Please transcribe, from the data repository documentation below, the part that opens with the words "This repository contains" and closes with "package for R.".

::: Quoted text :::

This repository contains data files, stimulus materials, and scripts associated with the following psycholinguistic study.
Barr, D. J., & Seyfeddinipur, M. (2010). The role of fillers in listener attributions for speaker disfluency. Language and Cognitive Processes, 25, 441–455.
data_raw/
: raw data files in CSV formatstimuli/
: stimulus files (Windows BMP image files and WAV audio files)
This section provides R code for importing the raw data files as well as descriptions of the fields within each resulting table. To use the code, load the tidyverse package for R.
library("tidyverse")
Contains the coordinates for the two screen regions (areas of interest, or AOIs) where pictures were displayed. Each picture was a 400x400 bitmap image, displayed on a computer screen with a 1024x768 resolution.
aoi <- read_csv(file.path("data_raw", "areas_of_interest.csv"),
col_types = "ciiii")
field | description |
---|---|
AOI | name of area of interest (left or right) |
x1 | upper left X coordinate of image in pixels |
y1 | upper left Y coordinate of image in pixels |
x2 | bottom right X coordinate of image in pixels |
y2 | bottom right Y coordinate of image in pixels |
Information about what images go with which blocks. Each block had three images, labelled A, B, C in the manuscript (see Barr & Seyfeddinipur, 2010, pp. 445–446).
block_images <- read_csv(file.path("data_raw", "block_images.csv"),
col_types = "iic")
field | description |
---|---|
block | unique integer identifying blocks |
image | bitmap image number (e.g., 52 = 52.bmp) |
imgrole | role the image plays (A, B, C) |
There were four versions of the stimulus materials created for counterbalancing purposes. This file has information about what condition each block was presented in across the four versions.
blocks <- read_csv(file.path("data_raw", "blocks.csv"),
col_types = "iicccccc")
field | description |
---|---|
vers | which version of the stimuli (1-4) |
block | unique integer identifying blocks |
blocktype | whether the block was critical or noncritical |
trainspkr | who the speaker was during training |
testspkr | who the speaker was at test |
spkr | what speaker condition the block was in (same, diff) |
pause | what pause condition the block was in (filled, baseline) |
soundfile | soundfile that played at test |
Trial-by-trial information about training and test trials for each block and each version of the stimulus materials.

::: Listed entries :::

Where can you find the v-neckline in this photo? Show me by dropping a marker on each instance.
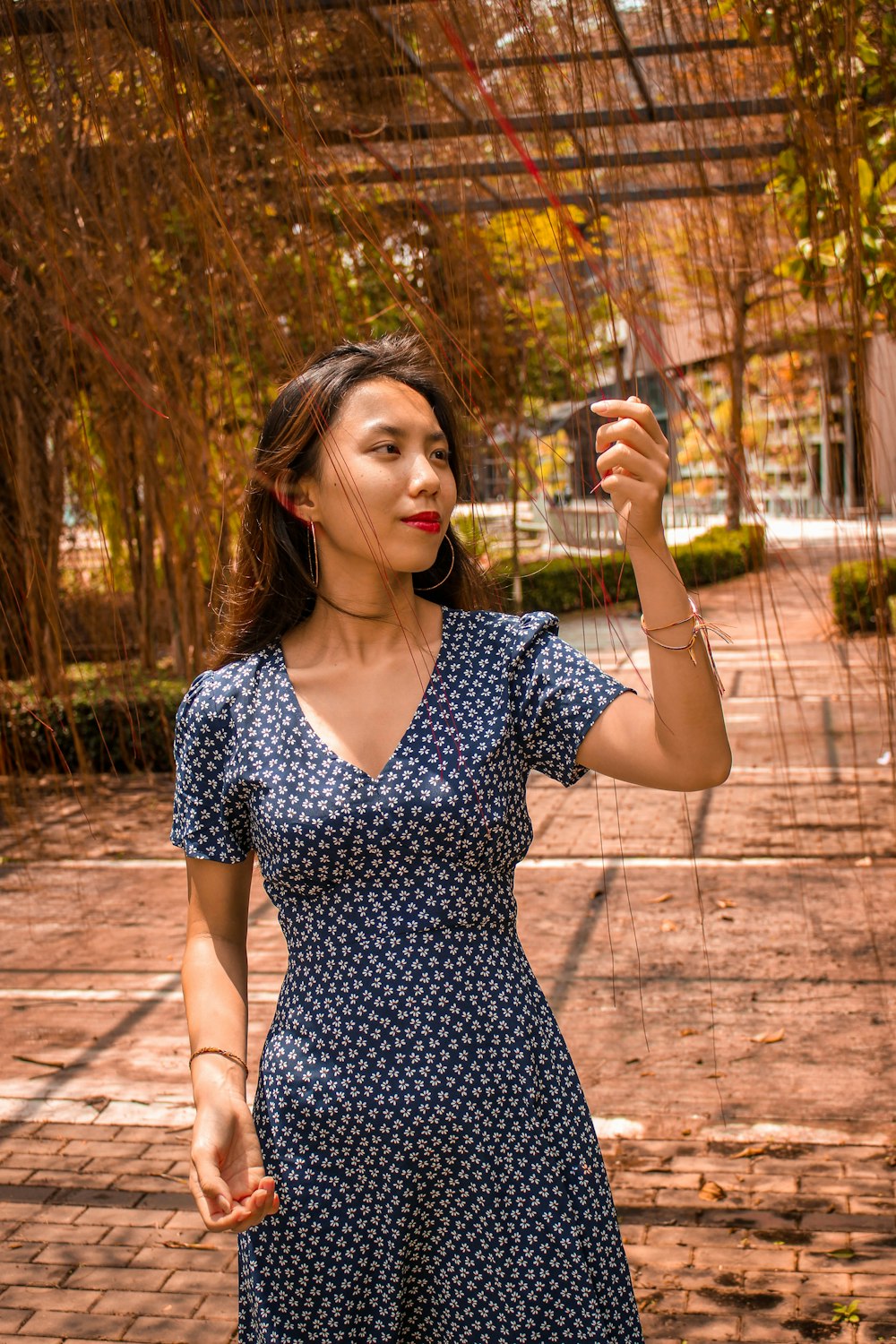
(325, 746)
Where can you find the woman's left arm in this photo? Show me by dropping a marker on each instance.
(678, 741)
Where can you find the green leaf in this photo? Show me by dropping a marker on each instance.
(887, 180)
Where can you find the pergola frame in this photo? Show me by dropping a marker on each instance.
(56, 16)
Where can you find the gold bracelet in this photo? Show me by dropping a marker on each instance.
(217, 1050)
(699, 626)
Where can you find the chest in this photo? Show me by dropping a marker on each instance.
(363, 714)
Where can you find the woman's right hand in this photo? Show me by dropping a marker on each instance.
(226, 1168)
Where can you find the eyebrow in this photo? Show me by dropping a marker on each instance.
(435, 435)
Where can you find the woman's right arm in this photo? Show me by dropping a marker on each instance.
(228, 1174)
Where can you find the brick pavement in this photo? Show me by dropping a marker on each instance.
(726, 1241)
(720, 968)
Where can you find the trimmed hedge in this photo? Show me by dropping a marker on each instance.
(116, 731)
(857, 590)
(564, 585)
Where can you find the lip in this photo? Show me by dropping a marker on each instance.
(425, 521)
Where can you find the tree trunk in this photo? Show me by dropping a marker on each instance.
(735, 454)
(516, 591)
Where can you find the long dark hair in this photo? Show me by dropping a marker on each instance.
(271, 586)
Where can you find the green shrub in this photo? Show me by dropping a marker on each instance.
(115, 733)
(565, 585)
(134, 731)
(857, 590)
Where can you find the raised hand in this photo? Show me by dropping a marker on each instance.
(226, 1169)
(633, 464)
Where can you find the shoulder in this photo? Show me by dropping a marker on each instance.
(506, 632)
(217, 695)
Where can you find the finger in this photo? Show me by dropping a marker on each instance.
(209, 1183)
(629, 432)
(632, 409)
(622, 457)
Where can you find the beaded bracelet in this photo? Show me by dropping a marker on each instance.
(217, 1050)
(699, 625)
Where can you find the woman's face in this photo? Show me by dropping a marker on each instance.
(386, 491)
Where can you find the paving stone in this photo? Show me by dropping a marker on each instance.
(125, 1217)
(11, 1320)
(104, 1277)
(16, 1339)
(102, 1255)
(203, 1261)
(218, 1308)
(91, 1204)
(159, 1330)
(694, 1328)
(31, 1271)
(126, 1303)
(48, 1298)
(75, 1325)
(70, 1234)
(48, 1212)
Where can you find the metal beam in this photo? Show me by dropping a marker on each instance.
(35, 16)
(564, 121)
(595, 204)
(565, 163)
(642, 51)
(525, 61)
(637, 74)
(441, 88)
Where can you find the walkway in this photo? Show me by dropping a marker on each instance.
(720, 965)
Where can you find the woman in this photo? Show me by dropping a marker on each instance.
(419, 1161)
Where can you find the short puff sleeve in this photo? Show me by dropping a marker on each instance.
(210, 811)
(556, 695)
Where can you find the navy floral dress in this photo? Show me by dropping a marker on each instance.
(438, 1172)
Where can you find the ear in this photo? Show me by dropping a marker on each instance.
(296, 496)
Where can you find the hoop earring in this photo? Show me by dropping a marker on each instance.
(429, 588)
(314, 567)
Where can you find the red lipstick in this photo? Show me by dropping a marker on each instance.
(426, 521)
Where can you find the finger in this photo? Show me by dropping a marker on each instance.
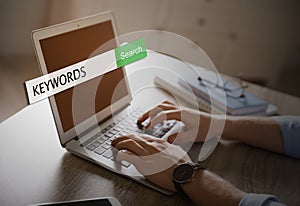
(132, 146)
(165, 115)
(127, 156)
(166, 105)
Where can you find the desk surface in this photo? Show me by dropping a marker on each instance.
(34, 168)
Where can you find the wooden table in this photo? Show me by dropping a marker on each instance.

:::

Final answer
This repository contains data files, stimulus materials, and scripts associated with the following psycholinguistic study.
Barr, D. J., & Seyfeddinipur, M. (2010). The role of fillers in listener attributions for speaker disfluency. Language and Cognitive Processes, 25, 441–455.
data_raw/
: raw data files in CSV formatstimuli/
: stimulus files (Windows BMP image files and WAV audio files)
This section provides R code for importing the raw data files as well as descriptions of the fields within each resulting table. To use the code, load the tidyverse package for R.